╭─ AVAILABLE DATA

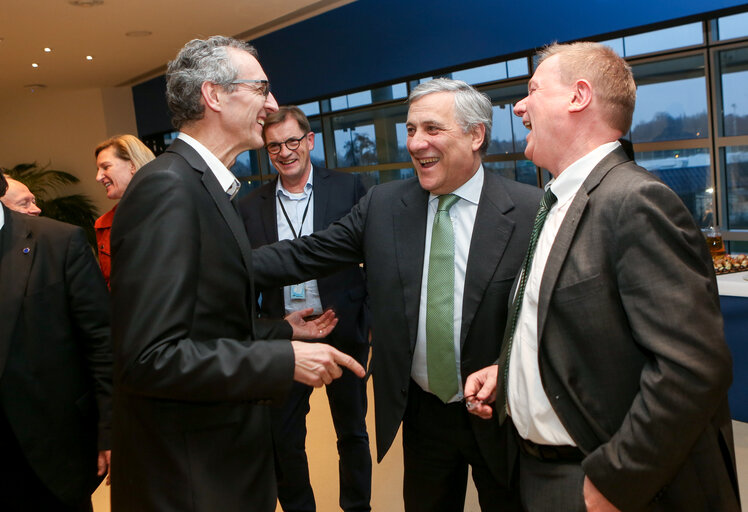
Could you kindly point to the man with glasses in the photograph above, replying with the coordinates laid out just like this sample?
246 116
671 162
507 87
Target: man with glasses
306 198
191 427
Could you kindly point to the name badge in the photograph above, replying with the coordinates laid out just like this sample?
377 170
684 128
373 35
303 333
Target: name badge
298 291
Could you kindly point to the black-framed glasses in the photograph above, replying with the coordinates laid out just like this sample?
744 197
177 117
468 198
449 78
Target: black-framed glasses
264 88
292 144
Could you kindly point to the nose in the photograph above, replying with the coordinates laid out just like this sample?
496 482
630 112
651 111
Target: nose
270 104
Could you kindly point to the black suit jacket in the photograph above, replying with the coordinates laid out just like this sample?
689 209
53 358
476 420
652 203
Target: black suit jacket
387 231
335 193
631 345
191 431
55 352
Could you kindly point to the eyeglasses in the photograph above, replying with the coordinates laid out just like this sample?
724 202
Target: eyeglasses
292 144
264 85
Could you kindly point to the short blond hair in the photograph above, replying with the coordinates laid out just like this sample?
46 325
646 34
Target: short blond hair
611 78
129 148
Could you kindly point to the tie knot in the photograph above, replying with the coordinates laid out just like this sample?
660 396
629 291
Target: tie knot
549 199
446 202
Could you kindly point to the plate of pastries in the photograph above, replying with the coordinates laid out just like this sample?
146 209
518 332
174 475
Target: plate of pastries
729 263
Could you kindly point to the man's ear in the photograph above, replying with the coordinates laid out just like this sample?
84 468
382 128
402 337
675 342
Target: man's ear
581 96
478 132
212 95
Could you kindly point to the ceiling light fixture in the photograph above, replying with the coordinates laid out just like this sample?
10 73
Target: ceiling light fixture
86 3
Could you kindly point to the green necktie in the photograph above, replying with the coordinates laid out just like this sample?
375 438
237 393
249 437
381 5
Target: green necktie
506 347
440 297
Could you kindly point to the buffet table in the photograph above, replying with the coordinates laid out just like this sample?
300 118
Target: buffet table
733 296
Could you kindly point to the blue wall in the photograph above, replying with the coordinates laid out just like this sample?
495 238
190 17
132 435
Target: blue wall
369 42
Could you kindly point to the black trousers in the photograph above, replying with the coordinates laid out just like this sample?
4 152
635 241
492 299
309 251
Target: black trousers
347 399
21 490
438 447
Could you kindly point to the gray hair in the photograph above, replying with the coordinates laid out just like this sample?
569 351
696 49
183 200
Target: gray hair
472 108
201 60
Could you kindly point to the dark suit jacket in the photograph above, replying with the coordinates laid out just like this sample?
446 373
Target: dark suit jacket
631 346
55 352
191 432
335 193
387 231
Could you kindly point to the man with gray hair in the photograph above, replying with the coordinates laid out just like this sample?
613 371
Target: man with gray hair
191 423
440 252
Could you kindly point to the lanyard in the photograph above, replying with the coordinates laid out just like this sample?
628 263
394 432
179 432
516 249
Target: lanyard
303 218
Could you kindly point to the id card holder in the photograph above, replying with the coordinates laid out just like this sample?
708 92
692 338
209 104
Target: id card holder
298 291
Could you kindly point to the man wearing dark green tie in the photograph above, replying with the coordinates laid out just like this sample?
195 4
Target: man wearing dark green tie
440 253
614 369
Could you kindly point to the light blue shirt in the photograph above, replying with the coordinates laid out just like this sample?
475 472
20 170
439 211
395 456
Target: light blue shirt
463 219
295 204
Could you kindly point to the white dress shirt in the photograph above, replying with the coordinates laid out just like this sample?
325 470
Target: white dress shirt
462 215
295 204
529 407
225 178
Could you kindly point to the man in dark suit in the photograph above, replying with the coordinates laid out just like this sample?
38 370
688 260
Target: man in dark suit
55 365
431 329
302 200
616 374
191 422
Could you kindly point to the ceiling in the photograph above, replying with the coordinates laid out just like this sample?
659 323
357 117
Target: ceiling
99 28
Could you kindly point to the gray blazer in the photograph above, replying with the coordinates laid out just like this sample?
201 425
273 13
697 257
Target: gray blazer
631 346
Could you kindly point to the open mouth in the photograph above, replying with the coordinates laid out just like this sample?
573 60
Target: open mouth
428 162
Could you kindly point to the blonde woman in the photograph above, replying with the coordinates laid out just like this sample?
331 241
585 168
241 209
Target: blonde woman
117 159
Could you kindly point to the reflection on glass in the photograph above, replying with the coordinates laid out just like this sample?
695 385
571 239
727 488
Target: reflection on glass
246 165
658 40
371 178
523 171
310 109
736 186
481 74
734 93
370 137
687 172
729 27
671 102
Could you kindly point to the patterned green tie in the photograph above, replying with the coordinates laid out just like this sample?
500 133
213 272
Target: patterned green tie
506 347
440 297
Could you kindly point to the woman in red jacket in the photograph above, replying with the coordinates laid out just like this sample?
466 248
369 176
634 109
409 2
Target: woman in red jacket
117 159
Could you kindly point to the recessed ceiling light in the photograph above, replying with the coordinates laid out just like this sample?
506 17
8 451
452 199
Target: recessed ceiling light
34 87
86 3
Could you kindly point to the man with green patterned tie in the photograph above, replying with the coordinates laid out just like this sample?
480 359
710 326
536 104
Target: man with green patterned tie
614 369
440 253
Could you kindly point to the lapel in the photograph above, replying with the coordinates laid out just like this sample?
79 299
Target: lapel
568 229
321 196
226 207
15 268
269 211
409 225
491 234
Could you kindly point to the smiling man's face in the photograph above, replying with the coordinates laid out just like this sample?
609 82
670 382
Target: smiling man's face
443 154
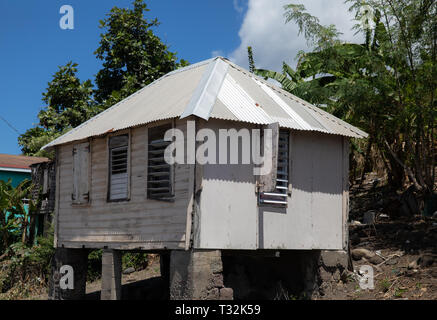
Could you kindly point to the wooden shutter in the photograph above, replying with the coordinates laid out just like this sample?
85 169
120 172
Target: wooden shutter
279 195
81 173
159 172
118 167
268 181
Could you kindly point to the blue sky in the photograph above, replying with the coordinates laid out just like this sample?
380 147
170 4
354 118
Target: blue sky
32 45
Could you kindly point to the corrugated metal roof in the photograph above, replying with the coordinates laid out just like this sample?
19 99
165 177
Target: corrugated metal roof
214 88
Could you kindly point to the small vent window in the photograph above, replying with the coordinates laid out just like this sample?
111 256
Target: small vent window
81 174
280 195
118 167
159 172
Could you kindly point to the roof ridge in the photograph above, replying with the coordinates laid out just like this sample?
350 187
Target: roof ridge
299 100
97 116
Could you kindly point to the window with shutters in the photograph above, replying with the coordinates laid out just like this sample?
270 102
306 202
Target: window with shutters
279 196
81 173
118 168
159 172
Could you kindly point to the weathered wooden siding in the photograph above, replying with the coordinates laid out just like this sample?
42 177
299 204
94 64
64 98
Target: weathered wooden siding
314 217
137 223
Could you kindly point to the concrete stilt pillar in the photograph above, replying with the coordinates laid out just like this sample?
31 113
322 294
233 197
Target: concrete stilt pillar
71 283
197 275
111 275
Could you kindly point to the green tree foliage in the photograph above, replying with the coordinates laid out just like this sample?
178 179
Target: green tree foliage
15 218
133 56
387 85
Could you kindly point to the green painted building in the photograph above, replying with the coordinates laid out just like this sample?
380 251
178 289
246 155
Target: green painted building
17 168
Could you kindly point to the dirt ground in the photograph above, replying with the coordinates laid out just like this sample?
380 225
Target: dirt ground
402 250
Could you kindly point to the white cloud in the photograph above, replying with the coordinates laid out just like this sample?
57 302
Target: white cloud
216 53
238 6
273 41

╰─

- [PROBLEM STATEMENT]:
The answer must be an exact copy of the entries, with the pictures omitted.

- [PROBLEM SOLUTION]:
Could you kindly point to the man with glasses in the photograph above, replying with the coordinates laid out just like this sample?
246 116
671 162
507 87
Target: man with glasses
306 198
191 427
Could you kindly point to the name badge in the photograph above, replying with the coordinates laid out just like this sample?
377 170
684 128
373 35
303 333
Target: name badge
298 291
Could you kindly point to the black-framed glasses in the photograph above, replying with the coordinates laid out just like this sample?
744 197
177 117
468 198
449 78
Target: black-framed glasses
264 88
292 144
Could you kindly point to the nose in the photograph above, replying with the coordinates laid out just like this sample?
496 482
630 112
651 111
Target: nose
270 104
Could you kindly point to the black suit jacket in the photograph above, replying with the coordinates laid out just like this sample?
689 209
53 358
476 420
652 203
Target: black suit jacket
387 231
335 193
631 345
191 431
55 352
Could you kindly point to the eyeglasses in the photograph above, replying with the coordinates laid out just like this sample?
724 202
Target: eyeglasses
292 144
264 85
Could you kindly point to the short blond hair in the photograph above, replying with the coordinates laid out just like this sample?
46 325
646 34
Target: short blond hair
611 78
129 148
Could you kindly point to the tie knot in the photograph above, replying with the coordinates laid out just like this sample?
660 396
629 291
Target: tie knot
549 199
446 202
Could you kindly point to the plate of pastries in the photograph above, replying with the coordinates laid out just like this sample?
146 209
518 332
174 475
Target: plate of pastries
729 263
Could you kindly point to the man's ear in the photograph above, replying with the coordinates laid out just like this sample?
84 468
382 128
402 337
675 342
Target: man's ear
581 96
478 132
212 95
Could you kindly point to the ceiling light fixture in the photograph above, replying with the coordinates laid out just like this sample?
10 73
Target: ceiling light fixture
86 3
Could you kindly point to the green necktie in the photograph above, replying with the coordinates laid out just like this sample?
375 438
237 393
249 437
381 5
Target: green necktie
506 347
440 297
Could you kindly point to the buffet table in the photograph above, replying with the coordinates laid out just like this sample?
300 118
Target: buffet table
733 296
Could you kindly point to the blue wall in the photograph above, replying with the coordinates laid out just like this sample?
495 238
190 17
132 435
Target: blue wall
369 42
Could you kindly point to the black trousers in the photograph above, replying with the coordinates laid out just like this sample?
4 152
635 241
492 299
309 251
Target: black trousers
347 399
21 490
438 447
Could you kindly point to the gray hair in the photograph above, replying with the coordinates laid out just like this sample?
569 351
696 49
183 200
Target: gray hair
472 108
201 60
Could you kindly point to the dark suit jacket in the photograph above, replying with the coordinates laid out just like this sample?
446 373
Target: dark suit jacket
631 346
55 352
191 432
335 193
387 231
Could you kindly point to the man with gray hair in the photograph above, replying with the coordinates laid out just like this sample?
613 371
Target: man with gray hair
191 423
440 252
Could you kindly point to the lanyard in the photograph above, replying with the coordinates laid out just like this sample?
628 263
394 432
179 432
516 249
Target: lanyard
303 218
Could you kindly point to the id card holder in the photograph above, replying with the coordinates laid out just like this sample?
708 92
692 338
209 104
Target: id card holder
298 291
Could you kindly point to the man wearing dark green tie in the photograph above, replying with the coordinates laid out just like this sample?
195 4
Target: man wearing dark green tie
440 253
614 369
Could you kindly point to the light blue shirt in the photograph above, replying with the coordinates laid out just like this sample?
475 472
20 170
439 211
395 456
Target: light blue shirt
463 219
295 204
Could you kindly point to the white dress shirt in the photograph above, replying with the coordinates laid out just like this sample?
325 470
Target: white dress shirt
462 215
295 204
529 407
225 178
Could you kindly point to the man in dark suit in the photograph above, replying with the coordinates laid out just like this sample?
38 370
688 260
Target: man in dark suit
55 365
431 329
302 200
616 374
191 422
Could you kindly point to the ceiling in the photograph above, replying with the coordinates laid out just like this sample?
659 323
357 117
Target: ceiling
99 28
Could you kindly point to the gray blazer in the photograph above, replying with the coordinates laid out just like this sample?
201 425
273 13
697 257
Target: gray blazer
631 346
Could you kindly point to the open mouth in the photograph above, replying with the coordinates laid out just like this sample?
573 60
Target: open mouth
428 162
Could you kindly point to the blonde woman in the photograph above, replying with the coordinates laid out just like this sample?
331 241
585 168
241 209
Target: blonde woman
117 159
Could you kindly point to the reflection on glass in the photograph above, replying with the coordinates laid out just like this sample?
695 385
571 239
727 488
Target: reflection on glass
246 165
658 40
371 178
523 171
310 109
736 186
481 74
734 93
370 137
687 172
729 27
671 102
Could you kindly point to the patterned green tie in the photograph above, replying with the coordinates laid out just like this sample?
500 133
213 272
Target: patterned green tie
506 347
440 297
Could you kindly point to the woman in red jacket in the photograph above, replying with the coordinates laid out just like this sample?
466 248
369 176
634 109
409 2
Target: woman in red jacket
117 159
Could you kindly point to the recessed ceiling light in the photograph above, replying with the coordinates laid out just like this sample?
506 17
8 451
452 199
Target: recessed ceiling light
34 87
86 3
Could you kindly point to the man with green patterned tie in the photograph above, replying with the coordinates laid out just like this sample?
480 359
710 326
536 104
Target: man with green patterned tie
614 369
440 253
Could you kindly point to the lapel in the photograph above, replying with the coordinates laid out just like this sample?
79 299
Target: lapel
568 229
321 196
226 207
15 268
269 211
409 225
491 234
Could you kindly point to the smiling man's face in the photograph above, replying with the coordinates laid out just like this sample?
609 82
670 382
Target: smiling man's face
443 154
Could you kindly point to the wooden shutter in the photograph above, replying with the coordinates laid out just like this sample?
85 169
120 172
Target: wooden shutter
279 195
81 173
159 172
118 167
268 181
Could you kindly point to the blue sky in the photograph above, replying with the coordinates laid out just like this sample?
380 147
170 4
354 118
Target: blue sky
32 45
Could you kindly point to the corrugated metal roof in the photograph above, replying with the coordinates laid out just like this sample?
19 99
165 177
Target: corrugated metal roof
214 88
Could you kindly point to the small vent window in the photograph above, replying with the coordinates laid out just like this sample?
111 256
Target: small vent window
81 174
280 195
118 167
159 172
Could you kindly point to the roof ridge in the photograph above, replying with the coordinates laid out just like this sample?
350 187
Target: roof ridge
299 100
97 116
Could you kindly point to the window with shutters in the photograph above, replying with the coordinates laid out just like this sample?
270 102
306 202
Target: window with shutters
279 196
81 173
118 168
159 172
Could you kindly point to the weathered wooden siding in the photograph above, replying with the coordinates laid out just like this sample?
42 177
299 204
94 64
64 98
Target: weathered wooden siding
314 217
137 223
Could you kindly point to the concrete stilt pillar in the photograph above, replying with the coordinates laid out just like this sample?
31 113
322 294
233 197
Target: concrete stilt pillar
71 283
197 275
111 275
Could you kindly point to the green tree foliage in the photograph above, replying with the coordinates laid out just like this sample?
178 179
Target: green tree foliage
15 218
133 56
387 85
Could you kindly point to the green painted building in the photograph above, replying with the coordinates laid out just like this sample?
380 251
178 289
246 155
Target: green painted building
17 168
Could you kindly point to the dirt ground in the photograph above, replying with the coordinates laid out just like this sample?
380 225
Target: dirt ground
402 250
Could you kindly point to the white cloud in the photograph above, replying with the coordinates laid out just like this sample?
57 302
Target: white cloud
216 53
238 6
273 41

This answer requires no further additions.